Excerpts of pointing data
========================================
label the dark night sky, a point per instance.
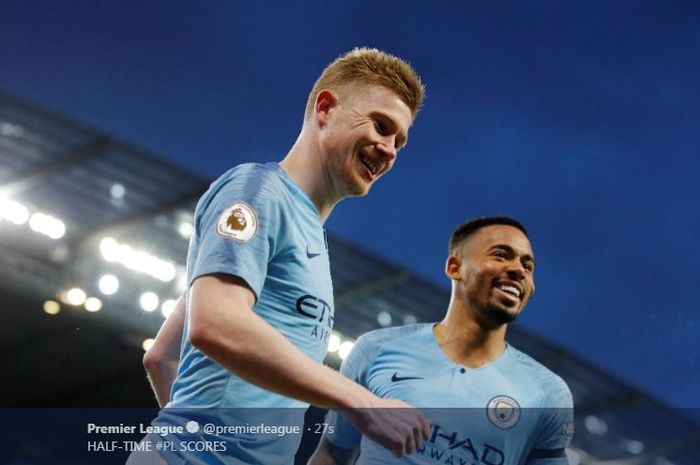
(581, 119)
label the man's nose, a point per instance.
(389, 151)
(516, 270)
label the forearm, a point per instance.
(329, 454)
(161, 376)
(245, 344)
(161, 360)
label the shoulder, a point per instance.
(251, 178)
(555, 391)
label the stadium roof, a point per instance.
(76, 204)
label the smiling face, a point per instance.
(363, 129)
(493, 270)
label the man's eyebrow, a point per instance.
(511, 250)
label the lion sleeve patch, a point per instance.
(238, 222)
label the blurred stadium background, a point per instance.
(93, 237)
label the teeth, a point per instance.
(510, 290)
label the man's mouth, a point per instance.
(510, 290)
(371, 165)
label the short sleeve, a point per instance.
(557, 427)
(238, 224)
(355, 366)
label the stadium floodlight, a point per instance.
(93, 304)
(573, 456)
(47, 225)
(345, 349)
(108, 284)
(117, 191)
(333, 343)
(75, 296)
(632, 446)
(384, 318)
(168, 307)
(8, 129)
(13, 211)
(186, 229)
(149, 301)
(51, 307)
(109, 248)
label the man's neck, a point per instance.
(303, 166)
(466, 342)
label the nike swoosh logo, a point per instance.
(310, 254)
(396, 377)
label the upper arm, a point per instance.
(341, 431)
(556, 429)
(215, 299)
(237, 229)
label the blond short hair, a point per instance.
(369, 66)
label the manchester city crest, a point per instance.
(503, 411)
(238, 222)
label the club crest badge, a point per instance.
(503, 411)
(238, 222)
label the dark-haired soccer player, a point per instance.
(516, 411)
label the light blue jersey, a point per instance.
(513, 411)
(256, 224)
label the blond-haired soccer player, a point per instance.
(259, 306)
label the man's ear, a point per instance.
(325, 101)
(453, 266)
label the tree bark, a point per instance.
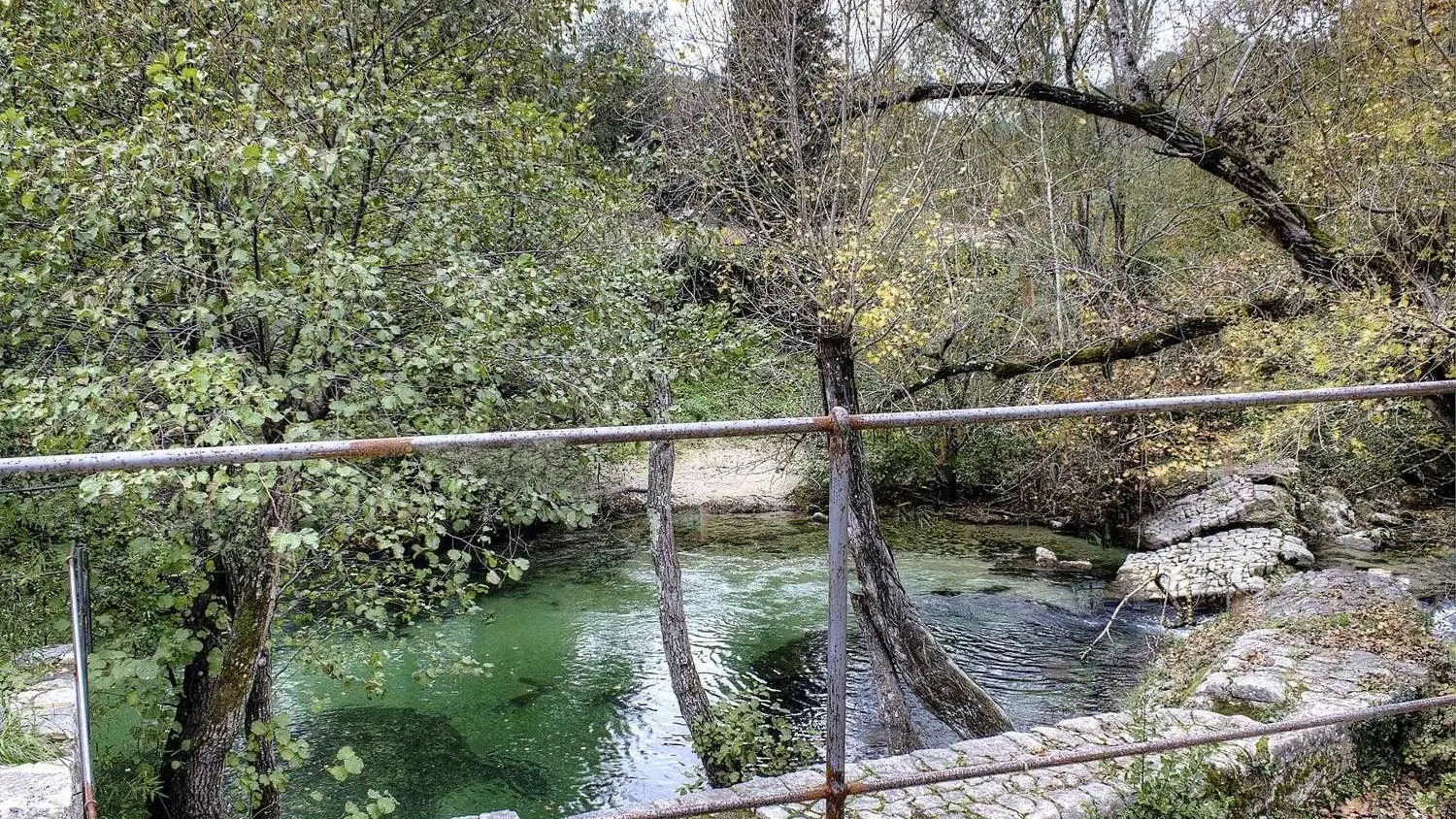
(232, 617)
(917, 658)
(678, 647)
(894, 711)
========================================
Turn the records above into a Markdown table with two columns, "Row" for the row number and "Line" for the line. Skip blank lines and leave out the pictures.

| Row | Line |
|---|---|
| 1 | label the dark night sky, a point per instance. |
| 2 | (581, 119) |
| 3 | label the man's nose, a point per instance. |
| 4 | (389, 151) |
| 5 | (516, 270) |
| 6 | label the forearm, a point per instance. |
| 7 | (329, 454) |
| 8 | (161, 376) |
| 9 | (245, 344) |
| 10 | (161, 360) |
| 11 | label the shoulder, a point per instance. |
| 12 | (251, 178) |
| 13 | (555, 391) |
| 14 | label the stadium roof, a point per instance. |
| 15 | (76, 204) |
| 16 | label the smiling face, a point per instance. |
| 17 | (363, 129) |
| 18 | (493, 270) |
| 19 | label the man's eyebrow, a point per instance. |
| 20 | (511, 250) |
| 21 | label the lion sleeve patch, a point per instance. |
| 22 | (238, 222) |
| 23 | label the blurred stadium background, a point per instance. |
| 24 | (93, 237) |
| 25 | label the teeth, a point per instance. |
| 26 | (510, 290) |
| 27 | label the man's mouth, a point per instance. |
| 28 | (510, 290) |
| 29 | (371, 165) |
| 30 | label the short sleeve, a point per instance. |
| 31 | (557, 427) |
| 32 | (238, 224) |
| 33 | (355, 366) |
| 34 | label the stadium floodlight, a point per instance. |
| 35 | (93, 304) |
| 36 | (573, 456) |
| 37 | (47, 225) |
| 38 | (345, 349) |
| 39 | (108, 284) |
| 40 | (117, 191) |
| 41 | (333, 343) |
| 42 | (75, 296) |
| 43 | (632, 446) |
| 44 | (384, 318) |
| 45 | (168, 307) |
| 46 | (8, 129) |
| 47 | (13, 211) |
| 48 | (186, 229) |
| 49 | (149, 301) |
| 50 | (51, 307) |
| 51 | (109, 248) |
| 52 | label the man's neck, a point per instance. |
| 53 | (303, 166) |
| 54 | (466, 342) |
| 55 | label the nike swoosh logo, a point per instance. |
| 56 | (310, 254) |
| 57 | (396, 377) |
| 58 | label the upper arm, a point per instance. |
| 59 | (341, 431) |
| 60 | (556, 429) |
| 61 | (215, 299) |
| 62 | (237, 229) |
| 63 | label the blond short hair, a point per instance. |
| 64 | (369, 66) |
| 65 | label the manchester city crest, a point per instance. |
| 66 | (503, 411) |
| 67 | (238, 222) |
| 68 | label the club crest badge, a point per instance. |
| 69 | (503, 411) |
| 70 | (238, 222) |
| 71 | label the dark-haired soccer player, a point per instance. |
| 72 | (516, 411) |
| 73 | label the light blue jersey, a point per instance. |
| 74 | (513, 411) |
| 75 | (256, 224) |
| 76 | label the blond-haired soccer player, a point per instance. |
| 77 | (259, 306) |
| 78 | label the man's ear, a point per instance. |
| 79 | (325, 101) |
| 80 | (453, 266) |
| 81 | label the tree bark, a point per instance. |
| 82 | (232, 617) |
| 83 | (917, 658) |
| 84 | (678, 647) |
| 85 | (894, 711) |